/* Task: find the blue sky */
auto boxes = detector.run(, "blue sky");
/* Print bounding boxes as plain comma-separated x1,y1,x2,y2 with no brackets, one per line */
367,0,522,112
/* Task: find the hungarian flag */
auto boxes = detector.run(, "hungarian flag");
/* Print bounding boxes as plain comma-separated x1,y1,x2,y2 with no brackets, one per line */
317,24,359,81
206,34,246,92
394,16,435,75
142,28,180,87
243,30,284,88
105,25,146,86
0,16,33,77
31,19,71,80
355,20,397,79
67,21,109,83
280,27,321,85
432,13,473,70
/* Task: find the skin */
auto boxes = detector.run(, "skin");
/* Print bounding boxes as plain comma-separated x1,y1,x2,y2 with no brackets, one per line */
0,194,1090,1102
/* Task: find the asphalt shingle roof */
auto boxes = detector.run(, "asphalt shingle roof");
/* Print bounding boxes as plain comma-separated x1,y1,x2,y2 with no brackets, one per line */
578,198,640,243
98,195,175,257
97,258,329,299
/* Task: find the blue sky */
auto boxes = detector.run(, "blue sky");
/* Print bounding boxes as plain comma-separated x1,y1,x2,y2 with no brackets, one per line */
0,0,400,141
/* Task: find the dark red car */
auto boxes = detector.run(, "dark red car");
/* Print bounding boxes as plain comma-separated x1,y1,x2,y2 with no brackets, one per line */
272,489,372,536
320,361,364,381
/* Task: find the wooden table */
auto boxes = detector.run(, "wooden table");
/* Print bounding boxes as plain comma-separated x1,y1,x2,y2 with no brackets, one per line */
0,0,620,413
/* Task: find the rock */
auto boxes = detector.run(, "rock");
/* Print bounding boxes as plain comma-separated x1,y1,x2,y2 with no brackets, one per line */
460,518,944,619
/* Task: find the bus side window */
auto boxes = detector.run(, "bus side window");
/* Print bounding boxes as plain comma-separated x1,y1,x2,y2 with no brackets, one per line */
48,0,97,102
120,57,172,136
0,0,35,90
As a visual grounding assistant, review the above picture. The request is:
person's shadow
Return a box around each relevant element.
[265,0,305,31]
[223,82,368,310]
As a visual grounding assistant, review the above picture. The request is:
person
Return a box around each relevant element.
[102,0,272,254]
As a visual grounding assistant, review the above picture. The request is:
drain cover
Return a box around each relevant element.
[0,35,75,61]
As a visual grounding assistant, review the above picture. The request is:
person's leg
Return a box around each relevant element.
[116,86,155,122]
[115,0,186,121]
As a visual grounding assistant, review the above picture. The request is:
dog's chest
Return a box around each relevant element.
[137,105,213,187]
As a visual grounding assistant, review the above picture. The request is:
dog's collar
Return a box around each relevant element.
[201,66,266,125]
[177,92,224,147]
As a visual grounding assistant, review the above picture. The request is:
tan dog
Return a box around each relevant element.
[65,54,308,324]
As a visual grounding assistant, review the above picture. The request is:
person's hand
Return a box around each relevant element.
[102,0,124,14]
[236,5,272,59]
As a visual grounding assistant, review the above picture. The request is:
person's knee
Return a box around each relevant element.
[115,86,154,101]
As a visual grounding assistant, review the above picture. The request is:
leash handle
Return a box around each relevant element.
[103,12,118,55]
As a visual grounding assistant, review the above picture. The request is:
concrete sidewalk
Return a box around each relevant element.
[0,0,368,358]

####

What is expected:
Reproduce the stretch from the start of the records through the line containing "0,0,620,413", inclusive, with the requests kept intact. Multiply every coordinate in the answers by 0.5 and round each result to a whole number, rounding halves up.

Result of this task:
/* Task: find the blue sky */
auto boxes = detector.run(, "blue sky");
/* Print bounding boxes as plain comma-separated x1,y1,x2,y2 with no brackets, one per line */
184,0,261,56
/* Task: find the hungarian flag */
auto boxes = detector.run(, "hungarian flag");
/* Print bounding boxes as plain comma-separated x1,y1,x2,y2 with no brackets, one per line */
159,12,180,41
103,17,123,46
197,8,218,38
71,14,90,44
122,15,142,44
53,13,73,43
0,8,17,39
16,10,36,40
178,10,199,40
34,11,55,42
140,14,161,43
216,7,237,35
/* Task: find the skin */
auto boxes = detector.run(, "skin");
/* Print bounding boxes as plain comma-separated x1,y1,x2,y2 with no brackets, one per line */
0,97,545,551
/* Task: find the asphalt shingle roof */
auto boxes = detector.run(, "asphalt shingle roof");
/* Print bounding boxes as plain comma-separated x1,y1,x2,y2 with no brackets, one per line */
289,99,320,122
49,98,88,129
49,129,165,150
/* Task: find the blue sky */
auto boxes = detector.run(, "blue sky");
/* Print bounding boxes as plain comma-separated x1,y1,x2,y2 with no brackets, one per line */
0,0,200,71
/* Task: find the dark red car */
auto boxes = detector.run(, "dark red car");
/* Print bounding boxes as plain comma-separated x1,y1,x2,y2 with no brackets, one per line */
136,245,186,268
160,181,182,191
/* Task: find the wooden table */
auto boxes = detector.run(, "wooden table");
/* Print bounding boxes as plain comma-separated x1,y1,x2,y2 with no brackets, one per line */
0,0,310,207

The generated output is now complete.